— start Working data —
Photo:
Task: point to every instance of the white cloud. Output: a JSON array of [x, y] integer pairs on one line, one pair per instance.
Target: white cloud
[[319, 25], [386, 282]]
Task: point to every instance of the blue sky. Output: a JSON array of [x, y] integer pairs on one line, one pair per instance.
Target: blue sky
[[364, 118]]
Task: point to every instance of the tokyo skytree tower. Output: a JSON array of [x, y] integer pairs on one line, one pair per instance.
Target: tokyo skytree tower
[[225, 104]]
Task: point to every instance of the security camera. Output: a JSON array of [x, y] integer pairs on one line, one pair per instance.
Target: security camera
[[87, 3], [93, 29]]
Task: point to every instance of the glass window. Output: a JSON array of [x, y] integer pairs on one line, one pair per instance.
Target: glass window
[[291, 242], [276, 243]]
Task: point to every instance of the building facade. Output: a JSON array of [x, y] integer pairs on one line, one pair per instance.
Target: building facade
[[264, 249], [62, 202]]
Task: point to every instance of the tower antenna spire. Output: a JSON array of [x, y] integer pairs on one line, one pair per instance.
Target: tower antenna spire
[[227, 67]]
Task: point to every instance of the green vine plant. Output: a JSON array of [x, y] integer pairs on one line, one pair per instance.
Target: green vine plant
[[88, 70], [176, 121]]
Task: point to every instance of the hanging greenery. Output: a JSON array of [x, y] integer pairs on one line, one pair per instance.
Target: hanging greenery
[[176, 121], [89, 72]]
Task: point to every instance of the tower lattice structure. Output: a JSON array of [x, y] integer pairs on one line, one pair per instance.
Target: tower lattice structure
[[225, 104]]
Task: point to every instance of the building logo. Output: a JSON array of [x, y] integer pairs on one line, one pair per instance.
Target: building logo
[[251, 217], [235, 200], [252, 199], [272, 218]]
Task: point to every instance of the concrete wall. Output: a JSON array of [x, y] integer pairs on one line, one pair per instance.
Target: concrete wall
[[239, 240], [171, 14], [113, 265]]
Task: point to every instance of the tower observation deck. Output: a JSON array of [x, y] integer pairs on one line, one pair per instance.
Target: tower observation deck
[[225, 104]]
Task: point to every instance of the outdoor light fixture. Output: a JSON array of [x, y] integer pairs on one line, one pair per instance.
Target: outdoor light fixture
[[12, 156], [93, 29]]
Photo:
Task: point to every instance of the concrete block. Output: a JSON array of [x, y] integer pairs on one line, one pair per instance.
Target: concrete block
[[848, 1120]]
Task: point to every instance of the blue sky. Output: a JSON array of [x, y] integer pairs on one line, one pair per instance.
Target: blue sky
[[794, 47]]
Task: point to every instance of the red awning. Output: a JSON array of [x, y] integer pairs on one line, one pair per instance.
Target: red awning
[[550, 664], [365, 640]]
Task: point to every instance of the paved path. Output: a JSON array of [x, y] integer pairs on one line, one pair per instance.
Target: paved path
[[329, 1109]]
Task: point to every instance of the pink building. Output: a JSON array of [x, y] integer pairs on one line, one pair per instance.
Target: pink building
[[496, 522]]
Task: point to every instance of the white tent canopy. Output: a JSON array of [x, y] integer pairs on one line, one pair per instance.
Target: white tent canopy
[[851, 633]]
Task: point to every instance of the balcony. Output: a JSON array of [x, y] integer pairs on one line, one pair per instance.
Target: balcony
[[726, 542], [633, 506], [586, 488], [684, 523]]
— end Working data —
**Goal of the exercise**
Can you give all the rows above again with "blue sky" replaced by "clear sky" wherever it occurs, changing nothing else?

**Exercise output**
Photo:
Task: point to every instance of the white cloud. Output: a JSON array of [x, y] integer pairs on one line, one pair per instance.
Target: white cloud
[[319, 25], [386, 282]]
Task: point to every instance of the clear sky. Output: a JSON array of [x, y] integer pairs on one line, one pair per instance.
Target: clear sky
[[364, 118]]
Task: point to every instance of the tokyo skytree tower. Output: a JSON array of [x, y] integer pairs on one line, one pair per instance.
Target: tokyo skytree tower
[[225, 104]]
Task: point to every instance of the security camera. Output: a JSON array of [x, y] integer pairs on one line, one pair per instance.
Target: security camera
[[87, 3], [93, 29]]
Task: point to every instance of the glass window. Output: a JSON array of [x, y] integer pairs on one line, one pair per instance.
Target: glass window
[[291, 242], [276, 243]]
Task: point to every instance of the building facade. Output: a JSON array of [x, y] integer pairs on one line, one pair per instance.
Target: building facade
[[264, 249], [62, 202]]
Task: point to every instance of the tower antenna spire. Output: a JSON array of [x, y] integer pairs on one line, one pair per instance.
Target: tower antenna spire
[[227, 67]]
Task: point to every instance of the green vine plant. Output: a JSON array of [x, y] integer pairs on one line, one pair per instance.
Target: green vine plant
[[88, 70], [176, 121]]
Task: point to every instance of the hanging greenery. Output: a JSON array of [x, y] integer pairs on one line, one pair per instance.
Target: hanging greenery
[[176, 121], [89, 72]]
Task: point to every instance of the tower lattice structure. Output: a JSON array of [x, y] integer pairs on one line, one pair per instance.
Target: tower lattice structure
[[225, 104]]
Task: point to every instance of the building logo. Output: a JSON array of [x, y] integer pairs on one line, one pair per instance.
Target: building logo
[[251, 217], [235, 200], [252, 199], [272, 218]]
Task: point to every instance of the concrete wall. Output: a JSON array of [x, y] integer pairs on one line, one pair per instance.
Target: concrete wall
[[239, 240], [171, 14], [113, 265]]
Task: point to every instance of the tower observation deck. Output: a JSON array of [x, y] integer pairs on one line, one pair per instance.
Target: tower observation deck
[[225, 104]]
Task: point to every instance of the outdoor light fixture. Output: a JSON array of [x, y] integer pairs on one line, one pair per instance.
Target: outdoor light fixture
[[12, 156], [93, 29]]
Photo:
Task: point to every instance of the concrete block. Output: a JSON array of [x, y] integer pairs on one line, one pair per instance.
Target: concrete block
[[848, 1120]]
Task: point to every instance of the clear sky. Output: a JSON array of [x, y] integer pairs on one line, one pair per instance.
Target: clear sky
[[794, 47]]
Task: point to every instance of the red awning. Output: a JSON array of [x, y] integer pairs on one line, one pair per instance.
Target: red awning
[[550, 664], [365, 640]]
Task: point to every instance of the paved path. Output: a JSON array of [x, y] integer pairs on one line, one pair per instance.
Target: paved path
[[329, 1109]]
Task: point to every instance of the pink building. Output: a JSON array of [x, y] integer pairs on one line, one pair per instance.
Target: pink building
[[496, 522]]
Task: point to every instance of the white tent canopy. Output: a JSON array of [x, y] integer pairs on one line, one pair per instance.
Target: white tent canopy
[[851, 633]]
Task: point to every instance of the balcony. Output: a JSON array of [x, y] integer pairs on one line, one pair per instance.
Target: balcony
[[726, 542], [633, 506], [586, 488], [684, 523]]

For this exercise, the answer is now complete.